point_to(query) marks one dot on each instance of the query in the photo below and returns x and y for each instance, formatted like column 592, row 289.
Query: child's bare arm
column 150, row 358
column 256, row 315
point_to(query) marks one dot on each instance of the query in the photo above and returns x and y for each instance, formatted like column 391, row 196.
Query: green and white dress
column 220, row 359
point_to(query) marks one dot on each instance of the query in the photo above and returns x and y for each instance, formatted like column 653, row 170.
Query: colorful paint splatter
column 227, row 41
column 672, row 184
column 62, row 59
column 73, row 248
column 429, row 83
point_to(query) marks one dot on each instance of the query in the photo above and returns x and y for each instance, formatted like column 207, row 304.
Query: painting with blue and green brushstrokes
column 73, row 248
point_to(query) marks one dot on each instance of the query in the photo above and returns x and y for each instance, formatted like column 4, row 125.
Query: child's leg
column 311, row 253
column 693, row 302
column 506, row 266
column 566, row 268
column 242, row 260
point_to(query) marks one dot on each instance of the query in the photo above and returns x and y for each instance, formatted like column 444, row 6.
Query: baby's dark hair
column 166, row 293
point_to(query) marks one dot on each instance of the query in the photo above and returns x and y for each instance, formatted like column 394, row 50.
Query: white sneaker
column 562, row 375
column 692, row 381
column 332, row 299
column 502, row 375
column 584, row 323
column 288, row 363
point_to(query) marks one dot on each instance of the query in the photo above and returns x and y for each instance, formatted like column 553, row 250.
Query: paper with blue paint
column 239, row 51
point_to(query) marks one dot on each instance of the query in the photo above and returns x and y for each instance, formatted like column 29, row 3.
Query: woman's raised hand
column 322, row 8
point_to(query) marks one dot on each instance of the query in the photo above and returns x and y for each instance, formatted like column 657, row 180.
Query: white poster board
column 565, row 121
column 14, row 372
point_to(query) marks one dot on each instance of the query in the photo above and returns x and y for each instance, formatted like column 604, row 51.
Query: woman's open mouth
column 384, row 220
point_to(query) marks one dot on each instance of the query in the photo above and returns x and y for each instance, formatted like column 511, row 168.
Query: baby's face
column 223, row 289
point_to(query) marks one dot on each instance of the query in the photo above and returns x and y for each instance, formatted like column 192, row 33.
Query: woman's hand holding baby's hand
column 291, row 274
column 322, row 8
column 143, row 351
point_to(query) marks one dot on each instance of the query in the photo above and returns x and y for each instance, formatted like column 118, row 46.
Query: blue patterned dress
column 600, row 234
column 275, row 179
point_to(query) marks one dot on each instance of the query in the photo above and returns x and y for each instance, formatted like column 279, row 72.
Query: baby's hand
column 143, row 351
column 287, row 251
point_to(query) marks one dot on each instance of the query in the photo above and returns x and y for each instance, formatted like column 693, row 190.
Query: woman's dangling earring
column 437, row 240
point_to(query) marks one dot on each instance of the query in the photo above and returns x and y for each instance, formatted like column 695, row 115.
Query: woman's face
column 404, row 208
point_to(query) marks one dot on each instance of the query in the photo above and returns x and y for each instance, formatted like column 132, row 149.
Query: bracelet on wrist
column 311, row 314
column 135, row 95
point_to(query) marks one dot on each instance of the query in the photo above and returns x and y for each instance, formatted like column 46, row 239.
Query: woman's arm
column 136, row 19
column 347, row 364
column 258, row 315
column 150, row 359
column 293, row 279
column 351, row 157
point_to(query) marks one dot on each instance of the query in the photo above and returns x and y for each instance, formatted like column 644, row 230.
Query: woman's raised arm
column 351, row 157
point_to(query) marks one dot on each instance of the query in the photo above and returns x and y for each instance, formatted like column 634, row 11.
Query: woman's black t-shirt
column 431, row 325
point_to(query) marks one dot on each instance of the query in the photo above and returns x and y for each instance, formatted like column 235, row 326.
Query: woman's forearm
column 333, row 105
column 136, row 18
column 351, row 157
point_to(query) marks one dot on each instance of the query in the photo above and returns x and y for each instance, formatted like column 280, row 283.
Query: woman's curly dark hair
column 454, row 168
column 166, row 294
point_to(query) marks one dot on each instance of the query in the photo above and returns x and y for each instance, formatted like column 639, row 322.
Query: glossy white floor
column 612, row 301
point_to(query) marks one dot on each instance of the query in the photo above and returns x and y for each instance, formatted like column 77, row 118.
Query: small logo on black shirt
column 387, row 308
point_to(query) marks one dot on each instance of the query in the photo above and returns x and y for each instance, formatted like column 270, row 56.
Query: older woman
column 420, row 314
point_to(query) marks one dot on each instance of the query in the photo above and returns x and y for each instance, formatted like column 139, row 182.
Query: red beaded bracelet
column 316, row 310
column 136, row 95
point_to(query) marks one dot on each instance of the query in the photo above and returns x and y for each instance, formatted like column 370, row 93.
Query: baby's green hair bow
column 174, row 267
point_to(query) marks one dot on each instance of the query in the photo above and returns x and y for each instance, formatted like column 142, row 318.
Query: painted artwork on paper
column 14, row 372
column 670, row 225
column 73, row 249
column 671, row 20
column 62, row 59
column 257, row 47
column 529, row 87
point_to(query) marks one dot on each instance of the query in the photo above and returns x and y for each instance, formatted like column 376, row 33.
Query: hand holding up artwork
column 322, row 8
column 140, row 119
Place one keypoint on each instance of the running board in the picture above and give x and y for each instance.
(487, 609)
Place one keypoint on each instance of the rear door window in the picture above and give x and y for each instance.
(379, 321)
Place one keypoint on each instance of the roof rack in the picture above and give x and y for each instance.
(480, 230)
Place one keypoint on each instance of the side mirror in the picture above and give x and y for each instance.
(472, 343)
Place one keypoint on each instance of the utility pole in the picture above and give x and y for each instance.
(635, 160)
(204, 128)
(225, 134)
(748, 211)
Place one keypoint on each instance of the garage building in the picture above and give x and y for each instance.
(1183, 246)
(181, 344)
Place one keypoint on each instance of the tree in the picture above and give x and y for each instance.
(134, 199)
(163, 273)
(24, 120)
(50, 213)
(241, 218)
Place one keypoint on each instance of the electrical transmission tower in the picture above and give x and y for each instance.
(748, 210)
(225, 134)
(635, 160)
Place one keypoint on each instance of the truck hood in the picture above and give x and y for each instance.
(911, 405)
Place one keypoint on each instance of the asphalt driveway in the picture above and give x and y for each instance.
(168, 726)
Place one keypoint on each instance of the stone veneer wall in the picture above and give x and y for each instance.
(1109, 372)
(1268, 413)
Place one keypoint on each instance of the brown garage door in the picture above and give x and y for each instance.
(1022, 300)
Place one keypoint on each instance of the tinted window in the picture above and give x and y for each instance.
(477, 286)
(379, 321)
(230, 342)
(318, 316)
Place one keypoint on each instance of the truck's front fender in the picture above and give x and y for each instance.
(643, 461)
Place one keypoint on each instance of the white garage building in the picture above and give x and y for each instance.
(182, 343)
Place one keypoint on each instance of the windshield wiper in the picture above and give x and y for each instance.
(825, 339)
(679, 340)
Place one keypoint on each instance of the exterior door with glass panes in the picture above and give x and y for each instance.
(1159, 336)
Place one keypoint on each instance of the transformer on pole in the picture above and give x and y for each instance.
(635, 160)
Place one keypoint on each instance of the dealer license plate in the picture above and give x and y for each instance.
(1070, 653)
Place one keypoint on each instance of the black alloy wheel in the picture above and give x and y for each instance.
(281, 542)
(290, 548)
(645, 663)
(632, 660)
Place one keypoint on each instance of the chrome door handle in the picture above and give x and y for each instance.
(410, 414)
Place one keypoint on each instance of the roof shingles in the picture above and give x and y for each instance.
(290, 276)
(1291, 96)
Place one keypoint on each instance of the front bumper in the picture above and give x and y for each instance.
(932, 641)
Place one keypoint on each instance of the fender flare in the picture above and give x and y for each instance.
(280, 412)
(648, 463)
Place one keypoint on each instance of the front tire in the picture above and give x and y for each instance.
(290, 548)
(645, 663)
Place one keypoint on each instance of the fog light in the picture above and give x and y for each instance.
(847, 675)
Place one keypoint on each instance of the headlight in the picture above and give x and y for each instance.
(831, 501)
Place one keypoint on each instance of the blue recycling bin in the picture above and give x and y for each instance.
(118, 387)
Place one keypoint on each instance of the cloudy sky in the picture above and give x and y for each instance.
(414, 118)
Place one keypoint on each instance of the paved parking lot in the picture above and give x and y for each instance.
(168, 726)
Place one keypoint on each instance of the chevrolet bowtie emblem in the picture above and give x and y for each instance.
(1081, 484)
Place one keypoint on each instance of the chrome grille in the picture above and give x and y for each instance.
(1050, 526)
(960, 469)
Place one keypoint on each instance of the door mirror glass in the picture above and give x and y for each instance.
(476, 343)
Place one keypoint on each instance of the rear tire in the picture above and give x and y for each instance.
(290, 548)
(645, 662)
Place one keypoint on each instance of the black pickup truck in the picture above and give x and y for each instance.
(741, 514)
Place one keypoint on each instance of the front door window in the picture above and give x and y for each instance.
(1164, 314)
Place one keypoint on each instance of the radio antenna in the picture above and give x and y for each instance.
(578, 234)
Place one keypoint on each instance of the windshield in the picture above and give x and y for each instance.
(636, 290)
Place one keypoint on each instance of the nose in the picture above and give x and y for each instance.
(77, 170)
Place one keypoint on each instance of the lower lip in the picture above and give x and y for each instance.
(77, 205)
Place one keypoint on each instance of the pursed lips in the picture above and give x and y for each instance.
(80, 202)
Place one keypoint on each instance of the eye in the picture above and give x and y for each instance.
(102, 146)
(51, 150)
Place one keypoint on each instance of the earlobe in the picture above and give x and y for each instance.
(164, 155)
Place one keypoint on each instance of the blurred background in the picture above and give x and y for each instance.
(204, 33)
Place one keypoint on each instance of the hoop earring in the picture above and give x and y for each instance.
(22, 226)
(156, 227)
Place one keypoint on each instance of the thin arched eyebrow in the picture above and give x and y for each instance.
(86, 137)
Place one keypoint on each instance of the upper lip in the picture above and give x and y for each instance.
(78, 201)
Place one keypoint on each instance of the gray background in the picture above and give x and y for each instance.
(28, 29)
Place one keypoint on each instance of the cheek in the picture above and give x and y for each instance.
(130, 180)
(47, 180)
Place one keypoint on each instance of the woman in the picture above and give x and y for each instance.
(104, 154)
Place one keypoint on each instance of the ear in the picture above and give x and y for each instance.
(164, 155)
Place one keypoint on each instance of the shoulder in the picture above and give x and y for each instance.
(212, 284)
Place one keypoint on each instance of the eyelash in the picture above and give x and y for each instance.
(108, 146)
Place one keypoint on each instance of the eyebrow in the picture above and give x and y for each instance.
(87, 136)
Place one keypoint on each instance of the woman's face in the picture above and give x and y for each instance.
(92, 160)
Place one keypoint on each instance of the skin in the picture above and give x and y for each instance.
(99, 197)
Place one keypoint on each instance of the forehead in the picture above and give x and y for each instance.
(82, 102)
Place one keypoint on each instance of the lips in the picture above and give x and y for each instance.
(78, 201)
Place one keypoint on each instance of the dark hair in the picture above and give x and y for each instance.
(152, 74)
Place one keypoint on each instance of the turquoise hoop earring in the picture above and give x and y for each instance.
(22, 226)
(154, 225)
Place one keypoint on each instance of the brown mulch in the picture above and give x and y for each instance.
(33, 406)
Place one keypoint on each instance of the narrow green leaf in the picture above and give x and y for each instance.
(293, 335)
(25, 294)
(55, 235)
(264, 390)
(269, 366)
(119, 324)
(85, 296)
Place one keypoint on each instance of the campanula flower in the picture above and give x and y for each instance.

Goal of the exercise: Set down, from the entries above, exactly the lines from the one with "column 29, row 3." up to and including the one with "604, row 51.", and no other lines.

Completed exercise:
point_to(query) marks one dot on each instance of the query in the photo above and returns x and y for each instance, formatted like column 29, row 3.
Query: woman's raised hand
column 322, row 8
point_to(query) marks one dot on each instance of the query in the photo above and returns x and y for each instance, formatted like column 657, row 180.
Query: white poster board
column 565, row 121
column 14, row 372
point_to(query) marks one dot on each instance of the query in the photo above and returns x and y for each instance, formatted like column 604, row 51.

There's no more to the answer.